_YOUR TASK_
Copy the records below word for word, leaving out the pictures.

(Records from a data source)
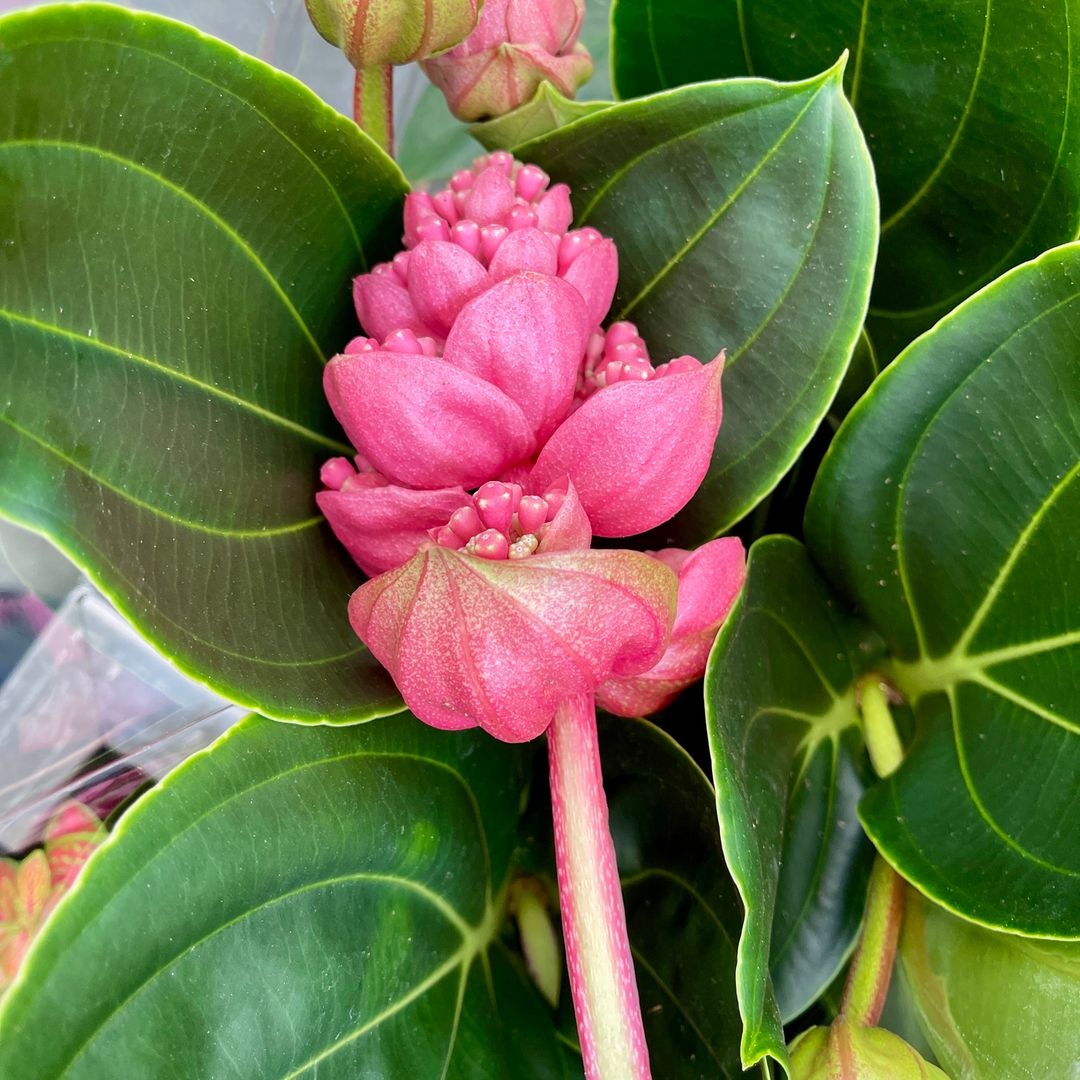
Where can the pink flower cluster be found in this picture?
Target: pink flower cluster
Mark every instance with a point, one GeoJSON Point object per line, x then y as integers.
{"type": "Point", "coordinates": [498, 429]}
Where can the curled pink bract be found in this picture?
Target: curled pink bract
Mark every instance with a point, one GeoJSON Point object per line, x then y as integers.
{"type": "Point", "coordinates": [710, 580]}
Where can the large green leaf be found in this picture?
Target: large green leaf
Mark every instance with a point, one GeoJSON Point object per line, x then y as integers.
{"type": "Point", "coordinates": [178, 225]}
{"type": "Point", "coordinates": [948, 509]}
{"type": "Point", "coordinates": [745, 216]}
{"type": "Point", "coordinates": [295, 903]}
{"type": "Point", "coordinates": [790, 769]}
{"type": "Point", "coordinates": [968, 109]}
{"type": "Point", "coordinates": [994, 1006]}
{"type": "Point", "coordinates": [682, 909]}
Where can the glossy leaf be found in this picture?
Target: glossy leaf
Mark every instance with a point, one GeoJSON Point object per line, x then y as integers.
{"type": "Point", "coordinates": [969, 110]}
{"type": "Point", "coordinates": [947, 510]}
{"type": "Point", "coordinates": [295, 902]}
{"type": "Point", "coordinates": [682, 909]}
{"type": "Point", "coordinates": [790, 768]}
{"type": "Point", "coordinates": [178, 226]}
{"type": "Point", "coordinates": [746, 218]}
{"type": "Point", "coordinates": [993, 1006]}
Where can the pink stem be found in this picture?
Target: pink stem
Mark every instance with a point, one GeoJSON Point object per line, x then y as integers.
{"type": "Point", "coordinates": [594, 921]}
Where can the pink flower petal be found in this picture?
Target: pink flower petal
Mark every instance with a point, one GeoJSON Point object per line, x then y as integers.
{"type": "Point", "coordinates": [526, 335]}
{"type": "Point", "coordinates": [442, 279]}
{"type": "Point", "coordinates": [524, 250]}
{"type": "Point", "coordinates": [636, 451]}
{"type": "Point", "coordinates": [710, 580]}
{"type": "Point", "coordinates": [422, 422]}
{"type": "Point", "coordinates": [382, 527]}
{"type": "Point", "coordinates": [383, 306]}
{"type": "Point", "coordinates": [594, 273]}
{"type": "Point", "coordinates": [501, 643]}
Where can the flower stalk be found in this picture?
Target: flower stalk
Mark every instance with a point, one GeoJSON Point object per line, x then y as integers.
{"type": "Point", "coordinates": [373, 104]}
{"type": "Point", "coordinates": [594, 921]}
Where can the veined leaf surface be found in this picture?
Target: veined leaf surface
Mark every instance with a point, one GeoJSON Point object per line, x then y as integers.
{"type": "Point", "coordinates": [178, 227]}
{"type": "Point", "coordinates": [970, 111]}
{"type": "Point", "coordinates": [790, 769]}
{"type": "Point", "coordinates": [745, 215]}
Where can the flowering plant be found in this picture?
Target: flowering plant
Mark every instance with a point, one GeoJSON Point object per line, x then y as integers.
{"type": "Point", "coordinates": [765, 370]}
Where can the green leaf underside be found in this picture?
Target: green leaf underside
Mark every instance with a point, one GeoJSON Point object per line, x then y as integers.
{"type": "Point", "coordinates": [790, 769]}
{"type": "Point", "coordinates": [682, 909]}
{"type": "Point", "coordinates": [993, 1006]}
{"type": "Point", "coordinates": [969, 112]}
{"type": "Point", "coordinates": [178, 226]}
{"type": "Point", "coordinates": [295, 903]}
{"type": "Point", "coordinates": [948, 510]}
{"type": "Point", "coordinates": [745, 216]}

_RESPONSE FOR THIS EXERCISE_
Where can the pink flower cluster be found in this picture?
Target: pink flower cluster
Mark every instance with a point, one GeoJSON Point object per line, x then y as integers.
{"type": "Point", "coordinates": [498, 429]}
Where can the curled pink bract be found in this picture?
Target: curled pink bract
Mark every instance with a point, one GeoJSON Point object per line, x then y as integers.
{"type": "Point", "coordinates": [710, 580]}
Where can the large green leaf be found in this picture?
Target: large green leaf
Mark every instance with a point, one GeoJSON Point object per line, x then y as integers.
{"type": "Point", "coordinates": [178, 225]}
{"type": "Point", "coordinates": [948, 509]}
{"type": "Point", "coordinates": [745, 216]}
{"type": "Point", "coordinates": [295, 903]}
{"type": "Point", "coordinates": [790, 769]}
{"type": "Point", "coordinates": [968, 109]}
{"type": "Point", "coordinates": [994, 1006]}
{"type": "Point", "coordinates": [682, 909]}
Where can the glossy leaf be found in this picture?
Target: glossy leaf
Mark every instance with a point, one GeoJSON Point object per line, x then y as integers.
{"type": "Point", "coordinates": [969, 110]}
{"type": "Point", "coordinates": [947, 510]}
{"type": "Point", "coordinates": [295, 902]}
{"type": "Point", "coordinates": [682, 909]}
{"type": "Point", "coordinates": [790, 768]}
{"type": "Point", "coordinates": [178, 226]}
{"type": "Point", "coordinates": [746, 218]}
{"type": "Point", "coordinates": [993, 1006]}
Where can the pink stem be found in this picture?
Target: pink stem
Mark every instance with a point, one GeoJSON Point object per line, x then y as integers.
{"type": "Point", "coordinates": [594, 921]}
Where can the pink flower petal be found in this picture?
Target: pink flower petal
Mark every instance with a point, one GeoJSON Point object per line, x then y as integers.
{"type": "Point", "coordinates": [526, 335]}
{"type": "Point", "coordinates": [442, 279]}
{"type": "Point", "coordinates": [524, 250]}
{"type": "Point", "coordinates": [636, 451]}
{"type": "Point", "coordinates": [710, 580]}
{"type": "Point", "coordinates": [422, 422]}
{"type": "Point", "coordinates": [382, 527]}
{"type": "Point", "coordinates": [383, 306]}
{"type": "Point", "coordinates": [594, 273]}
{"type": "Point", "coordinates": [501, 643]}
Where can the flower stalk be found in this picture?
Target: flower stalk
Mark every instance with a point, one GeoJSON Point object per line, x then y as integers.
{"type": "Point", "coordinates": [373, 104]}
{"type": "Point", "coordinates": [594, 921]}
Where can the veined leaf surface be found in this picture?
Target: veined leaf surface
Mark every instance with a point, one GeoJSON Point object per line, x then y as integers.
{"type": "Point", "coordinates": [178, 227]}
{"type": "Point", "coordinates": [970, 111]}
{"type": "Point", "coordinates": [790, 769]}
{"type": "Point", "coordinates": [745, 215]}
Where can the flowering plant be found in this picture?
Target: flowering plant
Mark every instance with a point, one GeoJSON Point object per line, x then y as integers.
{"type": "Point", "coordinates": [765, 370]}
Where can the green leaf underside be found in this picture?
Target: green leaf underside
Mark every instance with a point, one GeoJSON Point object per line, x then y as integers.
{"type": "Point", "coordinates": [790, 769]}
{"type": "Point", "coordinates": [682, 909]}
{"type": "Point", "coordinates": [993, 1006]}
{"type": "Point", "coordinates": [969, 112]}
{"type": "Point", "coordinates": [178, 226]}
{"type": "Point", "coordinates": [295, 903]}
{"type": "Point", "coordinates": [948, 510]}
{"type": "Point", "coordinates": [745, 216]}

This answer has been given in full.